__Required actions__.
1 – Answer these questions from the fiscal policy passage below, one line per answer, marked the same way.
(a) Between which two points does the quoted argument place the education investments it proposes?
(b) Whose findings on unemployment insurance does the commentator cite?
(c) Which of the prescriptions does the commentator want to examine more closely?
2 – According to the fiscal policy passage below, how would helping underwater homeowners or extending unemployment benefits improve the government's fiscal position? Answer in one to three sentences.

__Document passage__.
══════════════════════════════

If we want recovery, there is no choice but to rely on fiscal policy. Fortunately, well-designed spending can lead simultaneously to more employment, growth and equality. Further investments in education, especially aimed at the poor and middle, from preschool to Pell Grants, would stimulate the economy, improve opportunity and increase growth. Spending a fraction of the money the federal government gave to the banks to help underwater homeowners — or extending unemployment benefits for those who have long searched but failed to find a job — would simultaneously ease the burden of those suffering from the recession and help bring the recession to an end. This higher growth would, in turn, lead to higher tax revenue, improving our fiscal position. Plenty of investments would pay for themselves.

The emphasis is mine.

Now, I agree with his third prescription—I think more attention should have been devoted to address the problems of borrowers and the steps taken to aid lenders should have had many, many more strings attached. And, despite Robert Barro’s findings that continuing unemployment insurance is a substantial contributing factor to the ongoing high level of unemployment, I’m not sure we have any other alternative but to extend unemployment benefits. But I want to examine his second prescription more closely.

══════════════════════════════

__Study material__.
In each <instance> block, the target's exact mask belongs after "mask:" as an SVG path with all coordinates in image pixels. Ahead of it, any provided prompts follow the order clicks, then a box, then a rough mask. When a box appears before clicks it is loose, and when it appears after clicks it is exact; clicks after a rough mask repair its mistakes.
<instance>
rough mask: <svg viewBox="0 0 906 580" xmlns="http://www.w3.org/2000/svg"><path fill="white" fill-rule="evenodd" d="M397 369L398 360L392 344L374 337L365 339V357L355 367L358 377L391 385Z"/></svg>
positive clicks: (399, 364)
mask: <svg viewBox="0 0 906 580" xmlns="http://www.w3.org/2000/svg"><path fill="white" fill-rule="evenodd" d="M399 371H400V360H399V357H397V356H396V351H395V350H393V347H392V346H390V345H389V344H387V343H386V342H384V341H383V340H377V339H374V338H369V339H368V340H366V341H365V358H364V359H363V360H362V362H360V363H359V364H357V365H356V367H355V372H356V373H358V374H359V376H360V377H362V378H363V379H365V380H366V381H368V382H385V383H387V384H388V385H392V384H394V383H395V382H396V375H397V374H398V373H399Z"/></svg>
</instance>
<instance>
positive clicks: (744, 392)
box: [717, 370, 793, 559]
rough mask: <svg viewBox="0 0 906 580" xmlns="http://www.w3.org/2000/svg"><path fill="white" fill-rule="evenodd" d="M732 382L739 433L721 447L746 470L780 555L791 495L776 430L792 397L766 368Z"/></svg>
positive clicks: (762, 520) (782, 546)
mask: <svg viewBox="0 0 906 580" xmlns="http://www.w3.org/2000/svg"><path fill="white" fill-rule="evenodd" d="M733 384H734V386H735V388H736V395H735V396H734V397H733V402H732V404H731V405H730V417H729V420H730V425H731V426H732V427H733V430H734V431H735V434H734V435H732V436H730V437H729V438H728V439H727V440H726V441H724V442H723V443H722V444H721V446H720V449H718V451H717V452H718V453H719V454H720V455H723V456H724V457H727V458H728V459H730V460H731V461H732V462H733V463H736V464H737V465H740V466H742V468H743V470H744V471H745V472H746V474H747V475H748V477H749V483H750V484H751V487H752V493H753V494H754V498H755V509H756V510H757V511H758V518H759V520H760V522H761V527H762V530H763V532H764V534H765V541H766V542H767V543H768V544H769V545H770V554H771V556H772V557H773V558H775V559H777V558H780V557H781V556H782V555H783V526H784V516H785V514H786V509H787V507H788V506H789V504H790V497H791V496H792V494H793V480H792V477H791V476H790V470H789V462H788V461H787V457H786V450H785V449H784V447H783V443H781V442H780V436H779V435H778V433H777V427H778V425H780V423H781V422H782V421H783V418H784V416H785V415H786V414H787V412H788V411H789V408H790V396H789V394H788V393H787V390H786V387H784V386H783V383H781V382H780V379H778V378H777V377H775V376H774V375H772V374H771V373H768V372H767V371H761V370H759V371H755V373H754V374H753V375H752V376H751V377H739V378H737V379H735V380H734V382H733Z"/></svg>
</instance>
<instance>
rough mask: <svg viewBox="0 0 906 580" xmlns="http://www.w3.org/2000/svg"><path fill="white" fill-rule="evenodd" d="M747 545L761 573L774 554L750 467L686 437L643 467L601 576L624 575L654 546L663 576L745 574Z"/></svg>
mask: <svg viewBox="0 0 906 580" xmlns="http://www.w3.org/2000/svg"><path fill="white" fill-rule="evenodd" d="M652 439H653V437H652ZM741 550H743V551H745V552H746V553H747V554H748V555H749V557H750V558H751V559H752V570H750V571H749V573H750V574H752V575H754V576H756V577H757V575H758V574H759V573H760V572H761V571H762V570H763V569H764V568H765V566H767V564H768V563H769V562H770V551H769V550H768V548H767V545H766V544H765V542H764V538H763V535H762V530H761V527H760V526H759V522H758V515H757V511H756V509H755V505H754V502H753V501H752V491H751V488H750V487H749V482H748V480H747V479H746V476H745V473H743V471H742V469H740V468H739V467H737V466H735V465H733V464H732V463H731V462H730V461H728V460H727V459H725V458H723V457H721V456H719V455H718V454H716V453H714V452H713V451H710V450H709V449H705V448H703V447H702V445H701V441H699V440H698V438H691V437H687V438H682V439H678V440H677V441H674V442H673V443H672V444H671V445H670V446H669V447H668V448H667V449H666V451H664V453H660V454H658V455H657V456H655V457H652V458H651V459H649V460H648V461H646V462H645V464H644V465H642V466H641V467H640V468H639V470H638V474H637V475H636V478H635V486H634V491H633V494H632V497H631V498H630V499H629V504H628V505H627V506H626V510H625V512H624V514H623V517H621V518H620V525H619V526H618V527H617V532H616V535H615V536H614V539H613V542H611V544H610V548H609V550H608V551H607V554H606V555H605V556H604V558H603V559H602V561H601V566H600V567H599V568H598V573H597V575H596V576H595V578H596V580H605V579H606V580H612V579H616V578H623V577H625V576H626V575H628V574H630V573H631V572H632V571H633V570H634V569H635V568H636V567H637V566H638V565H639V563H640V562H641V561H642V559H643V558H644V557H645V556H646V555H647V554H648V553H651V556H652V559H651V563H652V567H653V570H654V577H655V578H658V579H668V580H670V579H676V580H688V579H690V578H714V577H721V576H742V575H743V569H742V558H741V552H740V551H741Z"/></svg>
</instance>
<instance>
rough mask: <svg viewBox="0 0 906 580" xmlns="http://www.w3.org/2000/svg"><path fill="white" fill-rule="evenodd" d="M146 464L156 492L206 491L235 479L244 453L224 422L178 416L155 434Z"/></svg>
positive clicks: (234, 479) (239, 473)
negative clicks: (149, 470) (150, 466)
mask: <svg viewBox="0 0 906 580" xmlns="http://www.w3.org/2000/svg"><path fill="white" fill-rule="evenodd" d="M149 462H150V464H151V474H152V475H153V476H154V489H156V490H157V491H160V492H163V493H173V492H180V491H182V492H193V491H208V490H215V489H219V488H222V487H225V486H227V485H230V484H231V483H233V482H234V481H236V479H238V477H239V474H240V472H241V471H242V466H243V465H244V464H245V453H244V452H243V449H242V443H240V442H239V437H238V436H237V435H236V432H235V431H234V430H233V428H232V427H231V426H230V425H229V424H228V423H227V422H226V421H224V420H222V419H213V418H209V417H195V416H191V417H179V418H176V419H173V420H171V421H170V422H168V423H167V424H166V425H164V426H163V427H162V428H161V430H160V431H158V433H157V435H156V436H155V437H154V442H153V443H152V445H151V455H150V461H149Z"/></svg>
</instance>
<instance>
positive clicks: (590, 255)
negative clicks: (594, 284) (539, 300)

══════════════════════════════

__Task-by-task answers__.
1 –
(a) From preschool to Pell Grants.
(b) Robert Barro's.
(c) The second prescription.

2 – Such spending would ease the burden on those suffering from the recession and help bring the recession to an end. The resulting higher growth would lead to higher tax revenue, which would improve the fiscal position.